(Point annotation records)
_ _ _ _ _

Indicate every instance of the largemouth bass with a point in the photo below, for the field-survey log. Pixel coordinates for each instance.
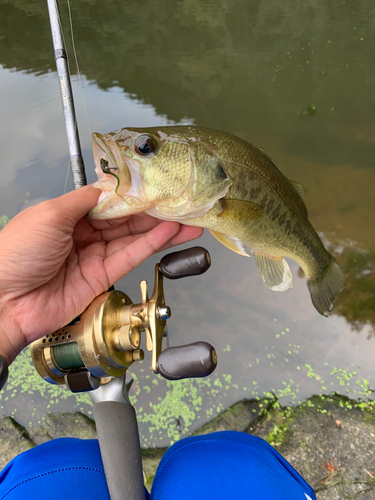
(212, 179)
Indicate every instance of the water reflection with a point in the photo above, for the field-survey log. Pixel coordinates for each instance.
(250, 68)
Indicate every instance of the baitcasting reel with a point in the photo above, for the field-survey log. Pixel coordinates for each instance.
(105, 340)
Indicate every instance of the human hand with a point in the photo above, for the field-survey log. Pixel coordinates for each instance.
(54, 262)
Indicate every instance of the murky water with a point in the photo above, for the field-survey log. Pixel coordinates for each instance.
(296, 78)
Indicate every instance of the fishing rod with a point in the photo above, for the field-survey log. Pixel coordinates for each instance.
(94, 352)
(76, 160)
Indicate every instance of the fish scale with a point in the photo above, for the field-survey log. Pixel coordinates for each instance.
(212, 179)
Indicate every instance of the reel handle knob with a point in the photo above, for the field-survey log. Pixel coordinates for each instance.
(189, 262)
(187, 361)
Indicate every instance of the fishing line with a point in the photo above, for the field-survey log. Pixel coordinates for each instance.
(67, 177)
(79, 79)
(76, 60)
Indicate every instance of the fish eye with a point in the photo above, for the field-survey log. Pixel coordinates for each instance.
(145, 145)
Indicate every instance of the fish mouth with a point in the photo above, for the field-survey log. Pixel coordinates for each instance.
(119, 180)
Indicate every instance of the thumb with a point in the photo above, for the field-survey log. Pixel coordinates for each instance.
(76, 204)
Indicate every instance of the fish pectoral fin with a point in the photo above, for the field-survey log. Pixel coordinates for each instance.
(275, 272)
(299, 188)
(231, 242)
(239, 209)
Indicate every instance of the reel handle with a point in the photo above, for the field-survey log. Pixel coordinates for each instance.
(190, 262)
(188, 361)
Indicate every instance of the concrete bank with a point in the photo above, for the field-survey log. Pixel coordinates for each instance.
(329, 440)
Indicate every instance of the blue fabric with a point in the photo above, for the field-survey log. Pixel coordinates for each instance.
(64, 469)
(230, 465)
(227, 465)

_ _ _ _ _

#### PROBLEM DETAILS
Render every line of the items above as a numbered list, omitting blank lines and leaving out the pictures.

#### OUTPUT OF THE TASK
1. Indicate every instance of the largemouth bass with a point in the photo below, for the field-survey log. Pixel coordinates for each instance.
2. (212, 179)
3. Indicate every instance of the water reflection with a point in the photo above, for the field-survey log. Pixel coordinates for each instance.
4. (250, 68)
5. Indicate every instance of the baitcasting reel with a point in the photo above, for the field-survey log. Pixel coordinates for each instance.
6. (105, 340)
7. Indicate every instance of the human hand with a point in the photo above, for the field-survey log. Pixel coordinates for each instance.
8. (54, 262)
9. Indicate every instance of the murky water with a point in the photo above, for the field-survey log. Pixel coordinates for each instance.
10. (296, 78)
11. Indicate every instance of the fishing rod with a point in the photo above, for the field-survey log. Pixel coordinates for each instance.
12. (94, 352)
13. (76, 160)
14. Indicate every instance of the fish scale with a point in the photo above, for the field-survey log. Pixel coordinates for each instance.
15. (212, 179)
16. Indicate every instance of the reel handle knob with a point in the photo above, for the field-survey log. Pixel coordinates for each instance.
17. (189, 262)
18. (187, 361)
19. Indicate every instance of the fishing line with a point in the photo above, for the field-survey log. Pixel coordinates for each instance.
20. (67, 177)
21. (79, 79)
22. (76, 60)
23. Indicate every instance of the fish eye with a point in the photo above, for the field-survey log. Pixel coordinates for each instance.
24. (145, 145)
25. Indicate every instance of the fish mouth with a point in the photo above, for the field-survey log. Pixel coordinates for each instance.
26. (119, 180)
27. Indicate every instance of the thumb with a point in the photo above, for the field-survey log. Pixel coordinates for each instance.
28. (76, 204)
29. Indicate every instance of the fish pectoral fin with a point in the photo above, for the field-survey log. Pixel coordinates for each instance.
30. (275, 272)
31. (299, 188)
32. (231, 242)
33. (239, 209)
34. Indicate every instance of the reel handle with a point in the photo above, for the field-survey log. Pixel coordinates for each instance.
35. (190, 262)
36. (188, 361)
37. Indicate every instance of the concrete bank with a point in the photo above, for the field-survey log. Pixel coordinates for each instance.
38. (329, 440)
39. Indicate every instance of the blue fabric with a point in the photo above, for the field-survey log. Pixel coordinates for each instance.
40. (64, 469)
41. (230, 465)
42. (227, 465)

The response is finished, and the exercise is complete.